Collected data

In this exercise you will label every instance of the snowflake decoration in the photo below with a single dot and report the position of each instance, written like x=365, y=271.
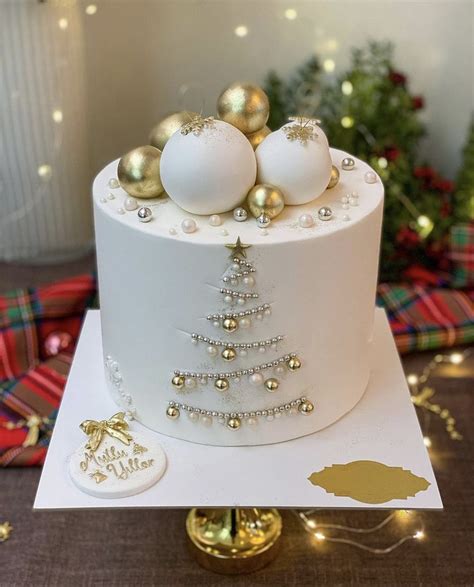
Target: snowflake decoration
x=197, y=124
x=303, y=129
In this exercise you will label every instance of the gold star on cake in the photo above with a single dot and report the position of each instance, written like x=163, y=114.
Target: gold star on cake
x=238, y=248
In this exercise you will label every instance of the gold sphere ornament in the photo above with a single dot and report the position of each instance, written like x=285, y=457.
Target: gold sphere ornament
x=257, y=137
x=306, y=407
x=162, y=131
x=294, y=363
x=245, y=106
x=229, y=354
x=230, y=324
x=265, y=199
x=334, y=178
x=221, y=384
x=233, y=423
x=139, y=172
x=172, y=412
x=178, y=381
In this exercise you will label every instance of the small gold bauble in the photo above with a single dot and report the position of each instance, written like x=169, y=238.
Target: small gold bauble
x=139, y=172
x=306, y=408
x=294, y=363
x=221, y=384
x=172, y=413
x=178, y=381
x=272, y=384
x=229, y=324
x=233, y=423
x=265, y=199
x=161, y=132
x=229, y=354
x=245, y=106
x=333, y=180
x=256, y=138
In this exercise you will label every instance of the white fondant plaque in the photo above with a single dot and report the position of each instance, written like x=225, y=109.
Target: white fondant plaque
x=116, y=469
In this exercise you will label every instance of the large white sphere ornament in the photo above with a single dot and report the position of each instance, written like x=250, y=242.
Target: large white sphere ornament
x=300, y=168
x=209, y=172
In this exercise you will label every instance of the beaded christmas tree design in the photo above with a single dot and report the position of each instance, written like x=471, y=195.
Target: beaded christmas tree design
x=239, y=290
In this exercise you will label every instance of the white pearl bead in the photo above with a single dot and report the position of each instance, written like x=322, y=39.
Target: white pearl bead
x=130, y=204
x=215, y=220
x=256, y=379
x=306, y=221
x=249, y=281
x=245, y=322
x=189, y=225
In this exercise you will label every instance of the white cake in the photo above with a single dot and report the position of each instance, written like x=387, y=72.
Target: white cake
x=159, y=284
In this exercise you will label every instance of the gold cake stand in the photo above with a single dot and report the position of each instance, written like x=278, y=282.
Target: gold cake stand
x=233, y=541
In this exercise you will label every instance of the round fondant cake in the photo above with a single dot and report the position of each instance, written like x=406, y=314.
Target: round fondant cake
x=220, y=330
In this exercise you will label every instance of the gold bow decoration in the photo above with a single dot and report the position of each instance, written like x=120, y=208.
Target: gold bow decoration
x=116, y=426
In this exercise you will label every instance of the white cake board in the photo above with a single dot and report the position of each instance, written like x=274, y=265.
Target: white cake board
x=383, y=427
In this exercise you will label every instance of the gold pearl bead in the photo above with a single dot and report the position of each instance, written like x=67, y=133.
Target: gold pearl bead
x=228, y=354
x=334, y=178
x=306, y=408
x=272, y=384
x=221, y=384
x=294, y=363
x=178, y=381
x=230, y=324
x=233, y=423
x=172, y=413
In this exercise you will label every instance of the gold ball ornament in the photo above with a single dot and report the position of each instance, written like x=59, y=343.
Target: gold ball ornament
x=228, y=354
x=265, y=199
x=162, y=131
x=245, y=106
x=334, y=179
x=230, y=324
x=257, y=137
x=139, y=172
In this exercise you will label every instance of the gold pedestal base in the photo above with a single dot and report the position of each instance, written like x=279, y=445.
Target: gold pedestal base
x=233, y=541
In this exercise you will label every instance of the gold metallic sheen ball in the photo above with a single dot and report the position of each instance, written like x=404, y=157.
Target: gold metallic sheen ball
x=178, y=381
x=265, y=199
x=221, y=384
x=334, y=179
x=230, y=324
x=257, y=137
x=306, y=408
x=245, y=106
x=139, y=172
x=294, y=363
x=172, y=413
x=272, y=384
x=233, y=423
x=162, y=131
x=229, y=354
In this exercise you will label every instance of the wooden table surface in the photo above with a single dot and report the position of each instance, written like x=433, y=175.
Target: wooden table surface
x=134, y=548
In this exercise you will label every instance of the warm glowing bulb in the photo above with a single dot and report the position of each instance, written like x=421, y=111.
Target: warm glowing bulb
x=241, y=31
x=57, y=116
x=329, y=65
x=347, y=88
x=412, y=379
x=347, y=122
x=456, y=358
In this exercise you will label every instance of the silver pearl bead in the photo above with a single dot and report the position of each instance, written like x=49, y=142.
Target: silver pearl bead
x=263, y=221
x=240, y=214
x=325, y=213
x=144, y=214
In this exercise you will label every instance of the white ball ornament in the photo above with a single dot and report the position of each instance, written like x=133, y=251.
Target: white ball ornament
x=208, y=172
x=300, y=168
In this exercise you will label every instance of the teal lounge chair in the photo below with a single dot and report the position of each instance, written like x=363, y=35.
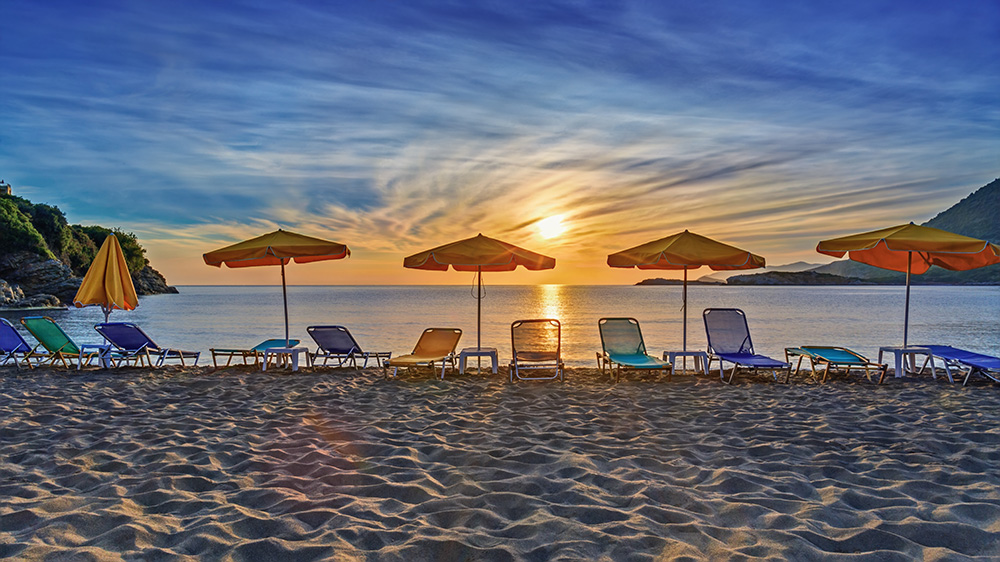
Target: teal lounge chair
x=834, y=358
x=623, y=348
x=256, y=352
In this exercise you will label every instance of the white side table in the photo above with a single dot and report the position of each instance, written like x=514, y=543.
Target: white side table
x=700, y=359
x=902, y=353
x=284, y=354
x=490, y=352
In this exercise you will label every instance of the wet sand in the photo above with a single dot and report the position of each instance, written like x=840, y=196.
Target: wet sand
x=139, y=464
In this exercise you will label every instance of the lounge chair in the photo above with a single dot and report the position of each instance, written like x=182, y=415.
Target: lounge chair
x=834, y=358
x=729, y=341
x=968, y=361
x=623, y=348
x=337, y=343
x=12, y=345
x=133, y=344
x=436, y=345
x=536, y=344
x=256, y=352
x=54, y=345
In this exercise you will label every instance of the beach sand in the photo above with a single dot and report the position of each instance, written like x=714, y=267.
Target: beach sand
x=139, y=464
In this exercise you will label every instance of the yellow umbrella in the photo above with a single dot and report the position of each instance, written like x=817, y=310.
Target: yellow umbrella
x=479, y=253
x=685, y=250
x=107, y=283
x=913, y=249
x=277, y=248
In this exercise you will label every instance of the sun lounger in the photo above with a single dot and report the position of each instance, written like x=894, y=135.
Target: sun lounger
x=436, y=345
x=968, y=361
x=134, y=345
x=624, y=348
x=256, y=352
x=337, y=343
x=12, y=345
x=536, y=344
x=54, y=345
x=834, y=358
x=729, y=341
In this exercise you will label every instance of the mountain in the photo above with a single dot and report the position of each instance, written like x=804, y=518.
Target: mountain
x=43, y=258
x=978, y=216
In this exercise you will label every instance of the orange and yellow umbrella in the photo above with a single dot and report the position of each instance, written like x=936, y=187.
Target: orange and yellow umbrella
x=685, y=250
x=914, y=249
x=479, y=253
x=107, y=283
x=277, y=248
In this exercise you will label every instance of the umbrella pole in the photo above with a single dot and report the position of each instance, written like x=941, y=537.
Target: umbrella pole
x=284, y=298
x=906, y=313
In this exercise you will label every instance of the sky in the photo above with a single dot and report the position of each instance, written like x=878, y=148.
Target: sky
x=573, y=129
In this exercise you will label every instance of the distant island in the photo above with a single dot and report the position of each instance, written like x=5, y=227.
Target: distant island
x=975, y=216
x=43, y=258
* * *
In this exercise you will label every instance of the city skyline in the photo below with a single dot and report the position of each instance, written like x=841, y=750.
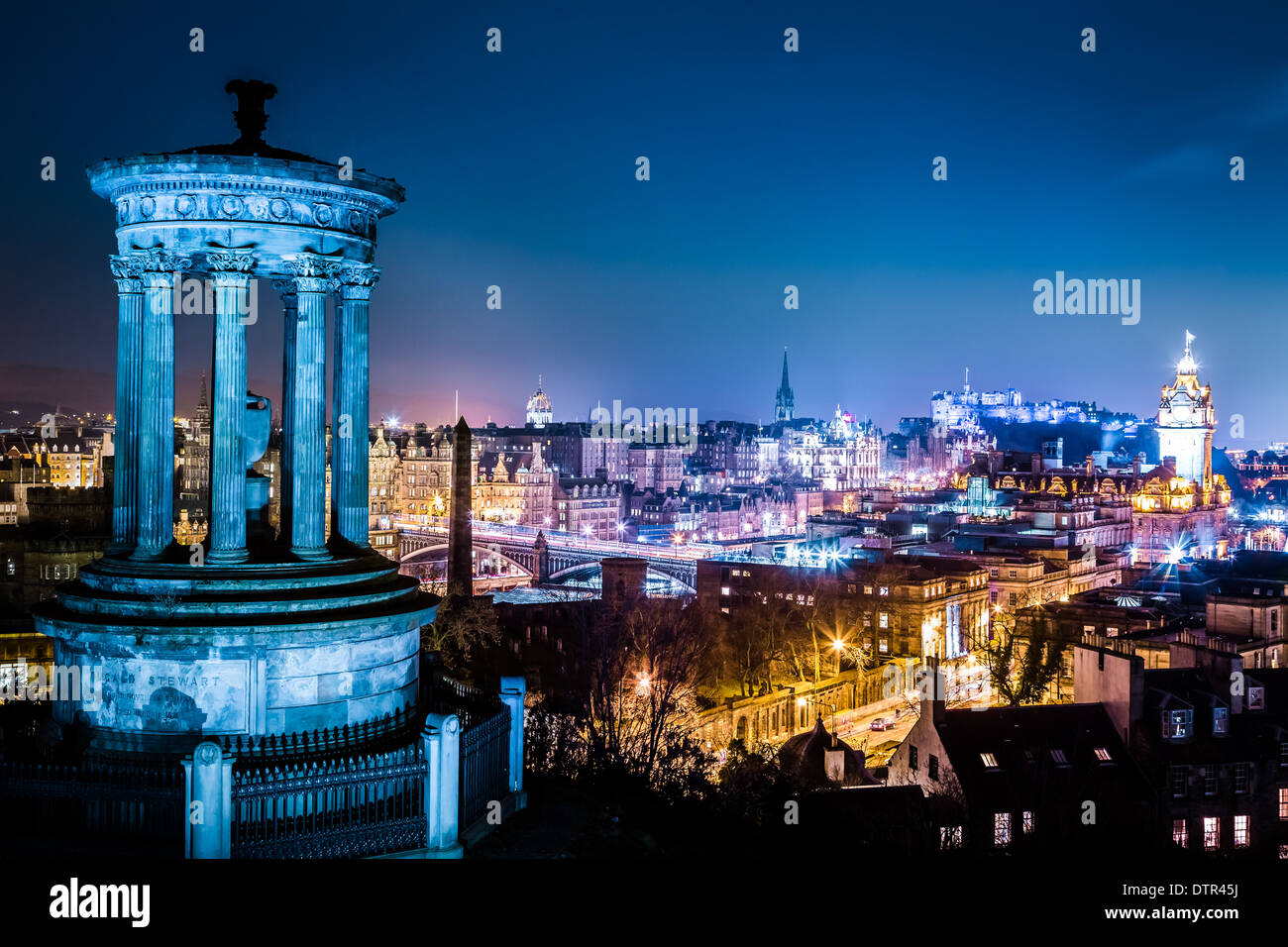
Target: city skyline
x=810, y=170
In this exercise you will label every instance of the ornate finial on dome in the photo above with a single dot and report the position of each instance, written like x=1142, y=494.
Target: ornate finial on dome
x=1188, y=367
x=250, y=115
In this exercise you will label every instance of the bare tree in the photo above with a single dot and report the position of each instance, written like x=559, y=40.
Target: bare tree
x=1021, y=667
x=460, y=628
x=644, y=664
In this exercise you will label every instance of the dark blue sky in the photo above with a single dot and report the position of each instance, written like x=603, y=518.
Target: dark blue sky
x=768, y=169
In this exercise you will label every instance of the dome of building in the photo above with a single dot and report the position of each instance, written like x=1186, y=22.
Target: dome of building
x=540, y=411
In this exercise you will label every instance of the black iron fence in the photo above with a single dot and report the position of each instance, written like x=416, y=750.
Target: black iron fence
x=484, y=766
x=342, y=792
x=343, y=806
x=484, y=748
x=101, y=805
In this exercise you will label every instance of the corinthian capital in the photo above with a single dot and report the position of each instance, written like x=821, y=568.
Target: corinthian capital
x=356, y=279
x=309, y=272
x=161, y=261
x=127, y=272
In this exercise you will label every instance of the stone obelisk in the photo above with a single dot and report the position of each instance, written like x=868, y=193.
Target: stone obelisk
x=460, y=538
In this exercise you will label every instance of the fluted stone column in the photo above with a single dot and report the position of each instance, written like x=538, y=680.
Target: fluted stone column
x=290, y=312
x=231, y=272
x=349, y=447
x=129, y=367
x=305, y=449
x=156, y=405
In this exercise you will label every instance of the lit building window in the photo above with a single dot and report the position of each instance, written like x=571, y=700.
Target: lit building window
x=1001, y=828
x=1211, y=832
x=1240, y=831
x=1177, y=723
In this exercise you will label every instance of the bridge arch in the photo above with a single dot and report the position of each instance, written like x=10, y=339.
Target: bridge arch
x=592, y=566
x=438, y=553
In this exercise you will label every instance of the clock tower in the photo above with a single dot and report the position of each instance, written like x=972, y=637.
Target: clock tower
* * *
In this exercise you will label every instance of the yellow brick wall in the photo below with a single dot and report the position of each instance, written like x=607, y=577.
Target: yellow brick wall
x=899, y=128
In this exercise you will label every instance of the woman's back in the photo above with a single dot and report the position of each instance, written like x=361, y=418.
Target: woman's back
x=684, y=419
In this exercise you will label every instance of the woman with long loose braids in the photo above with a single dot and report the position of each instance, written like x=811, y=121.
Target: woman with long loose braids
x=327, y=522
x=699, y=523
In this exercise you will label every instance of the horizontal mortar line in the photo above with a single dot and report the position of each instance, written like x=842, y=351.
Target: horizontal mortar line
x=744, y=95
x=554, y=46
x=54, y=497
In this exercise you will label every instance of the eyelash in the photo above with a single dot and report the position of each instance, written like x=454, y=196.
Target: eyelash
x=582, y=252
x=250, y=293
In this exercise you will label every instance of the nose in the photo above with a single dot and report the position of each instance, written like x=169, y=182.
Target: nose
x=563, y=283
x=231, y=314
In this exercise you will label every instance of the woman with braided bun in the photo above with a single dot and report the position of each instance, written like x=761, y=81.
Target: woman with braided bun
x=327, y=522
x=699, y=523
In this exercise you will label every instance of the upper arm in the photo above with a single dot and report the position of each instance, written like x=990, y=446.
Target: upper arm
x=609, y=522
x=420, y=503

- [SHORT PROBLEM] Convert the lines above, from the line containing "In this exercise you will label every instance of the large" up to and including the line containing "x=239, y=290", into a JSON list of strings with one string per line, leaving out any blank lines.

- [CORRECT ANSWER]
[
  "In this exercise you will label every instance of the large white sphere ornament in the photo above with a single dot and report the position of each instance, written like x=250, y=242.",
  "Target: large white sphere ornament",
  "x=300, y=168",
  "x=209, y=172",
  "In this exercise you will label every instance of the beaded christmas tree design in the photo above with a single dot and report the position of each instance, written like x=471, y=195.",
  "Target: beaded christmas tree design",
  "x=239, y=290"
]